* [Aufgaben und Übungen]:
1. Übersetze diesen Satz aus dem Text über rechte Ideologien in Fußballkurven ins Englische: „Energie Cottbus machte in den letzten Jahren wiederholt Schlagzeilen, weil rechtsextreme Fans auf der Tribüne offen mit eindeutigen Gesten und Parolen auftraten.“
2. Führe den Text über rechte Ideologien in Fußballkurven im Anschluss an seinen letzten Satz weiter.

* [Textabschnitt]:
Mitglieder der Gruppierung «Horda Azzuro» aus Jena.
Besonders in Fussballkurven bieten diese Männerbünde einen idealen Nährboden für die Verbreitung rechter Ideologien. Rechte Gruppierungen nutzen diese Strukturen gezielt, um traditionelle Männlichkeitsbilder mit ihrer Ideologie verknüpfen. Dass rechtsextreme Aussagen allerdings zunehmend salonfähig werden, spürt man deshalb auch in den Kurven. Diese Orte, an denen sich vor allem junge Männer treffen und gerne die Grenzen überschreiten, bieten eine Plattform, auf der die Hemmschwelle sinkt, selbst menschenverachtende Aussagen – wie etwa Auschwitz-Sprüche – offen zu äussern.
Diese Dynamiken von Männlichkeit, Mysogenie, Queerfeindlichkeit und Antisemitismus oder anderen Diskriminierungsformen machen Fussballkurven zu einem Ort, an dem rechte Ideologien Fuss fassen können.
Radikale Rechte in Fussballstadien
Dass Kurven oft einen idealen Nährboden für rechte Ideologien bieten, zeigt sich beispielwsweise an den Vereinen Energie Cottbus oder Chemnitzer FC, die stark von rechtsextremen Strukturen unterwandert sind. Energie Cottbus machte in den letzten Jahren wiederholt Schlagzeilen, weil rechtsextreme Fans auf der Tribüne offen mit eindeutigen Gesten und Parolen auftraten. Der Verein hatte Schwierigkeiten, sich von diesen Gruppen zu distanzieren und wurde daher häufig mit der rechten Szene in Verbindung gebracht. Ähnlich verhält es sich beim Chemnitzer FC, wo ein Trauermarsch für einen Neonazi 2019 grosse Empörung auslöste und die Verbindungen zwischen Teilen der Fanszene und der rechten Szene verdeutlichte.

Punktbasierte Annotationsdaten
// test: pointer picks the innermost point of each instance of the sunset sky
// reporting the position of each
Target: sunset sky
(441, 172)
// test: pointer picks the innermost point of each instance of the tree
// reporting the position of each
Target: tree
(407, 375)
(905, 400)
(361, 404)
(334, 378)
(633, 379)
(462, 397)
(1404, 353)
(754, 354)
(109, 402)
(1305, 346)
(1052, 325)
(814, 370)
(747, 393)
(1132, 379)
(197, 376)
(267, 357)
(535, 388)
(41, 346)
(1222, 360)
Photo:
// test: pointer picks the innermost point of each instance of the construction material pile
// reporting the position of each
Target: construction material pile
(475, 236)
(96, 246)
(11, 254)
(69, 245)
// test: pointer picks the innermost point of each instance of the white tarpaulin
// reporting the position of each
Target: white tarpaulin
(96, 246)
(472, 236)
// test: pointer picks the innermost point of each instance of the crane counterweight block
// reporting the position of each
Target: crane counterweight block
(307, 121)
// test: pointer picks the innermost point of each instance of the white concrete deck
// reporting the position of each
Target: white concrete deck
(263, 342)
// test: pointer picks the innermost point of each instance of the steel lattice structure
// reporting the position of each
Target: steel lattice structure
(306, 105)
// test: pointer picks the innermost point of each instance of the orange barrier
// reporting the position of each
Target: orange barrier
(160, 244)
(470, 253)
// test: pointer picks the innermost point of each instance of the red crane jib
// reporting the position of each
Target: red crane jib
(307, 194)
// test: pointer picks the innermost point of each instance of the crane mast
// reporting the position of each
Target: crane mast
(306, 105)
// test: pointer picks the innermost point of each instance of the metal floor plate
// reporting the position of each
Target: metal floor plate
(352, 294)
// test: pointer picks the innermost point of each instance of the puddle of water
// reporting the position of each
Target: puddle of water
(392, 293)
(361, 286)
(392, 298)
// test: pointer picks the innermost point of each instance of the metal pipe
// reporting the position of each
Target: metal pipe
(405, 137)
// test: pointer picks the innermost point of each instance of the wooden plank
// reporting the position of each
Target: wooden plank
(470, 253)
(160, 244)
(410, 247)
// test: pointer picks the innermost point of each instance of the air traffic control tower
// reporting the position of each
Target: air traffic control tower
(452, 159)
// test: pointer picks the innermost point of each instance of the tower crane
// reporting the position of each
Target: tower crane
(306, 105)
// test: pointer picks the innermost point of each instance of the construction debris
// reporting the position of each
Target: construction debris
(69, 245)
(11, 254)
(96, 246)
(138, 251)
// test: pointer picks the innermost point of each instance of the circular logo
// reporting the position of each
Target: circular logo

* [Die Antworten]:
1. In recent years, Energie Cottbus repeatedly made headlines because right-wing extremist fans openly appeared in the stands with unambiguous gestures and slogans.

2.
Oft sind ihre Mitglieder in erster Linie Fussballfans, die weniger an politischen Kämpfen als am Fussball selbst interessiert sind.
Auch bei Alemannia Aachen gibt es Berichte über die starke Präsenz rechtsextremer Gruppierungen in der Fankurve, die den Verein in Verruf bringen. Es ist ein Traditionsverein, der gerade in die 3. Bundesliga aufgestiegen ist und einen totalen Hype erlebt. Das Stadion zieht wieder Massen an Zuschauer:innen an. Im Durchschnitt sind in den letzten zwei Jahren die Zahlen von 9’000 auf 20’000 gestiegen. Die Aachener Fanszene hatte turbulente Jahre hinter sich: Die frühere Gruppierung Aachen Ultras sah sich gezwungen, sich 2013 aufzulösen, weil sie sich von der rechtsoffenen Ultras Karlsbande bedroht fühlte. Seitdem hat Karlsbande das Sagen. Rechte Gruppen agieren oft geschickt, sie nutzen die traditionelle Struktur von Fussballkurven – enge Kameradschaften und lokalpatriotische Identität – um ihre Ansichten zu verbreiten.

Trotzdem sollte man nicht die ganze Kurven pauschal als politisch rechte Organisationen einstufen. Oft sind ihre Mitglieder in erster Linie Fussballfans, die weniger an politischen Kämpfen als am Fussball selbst interessiert sind. Es mag widersprüchlich klingen, aber die Menschen in den Kurven zu politisieren oder sie kategorisch einer bestimmten Richtung zuzuordnen, greift zu kurz. Trotz eindeutigen rechtextremen Verbindungen kann man nicht sagen, dass die Menschen in diesen Beispiele alle rechts sind. Am Ende handelt es sich im Stadion, überspitzt formuliert, häufig um eine Ansammlung von Individuen, die vor allem Bier trinken, herumbrüllen und sich hin und wieder körperlich messen wollen.
Keine Verharmlosung rechter Strukturen im Stadion
Es ist wichtig zu betonen, dass obigen Ausführungen keine Verharmlosung von rechten Gruppen in Fussballstadien darstellen sollen. Wo immer solche Gruppierungen auftauchen, entsteht eine bedrohliche Situation für Minderheiten. Es gibt zahlreiche Vorfälle von körperlichen Auseinandersetzungen aufgrund unterschiedlicher politischer Ausrichtungen in Fussballstadien, die verdeutlichen, wie bedrohlich diese Dynamiken werden können.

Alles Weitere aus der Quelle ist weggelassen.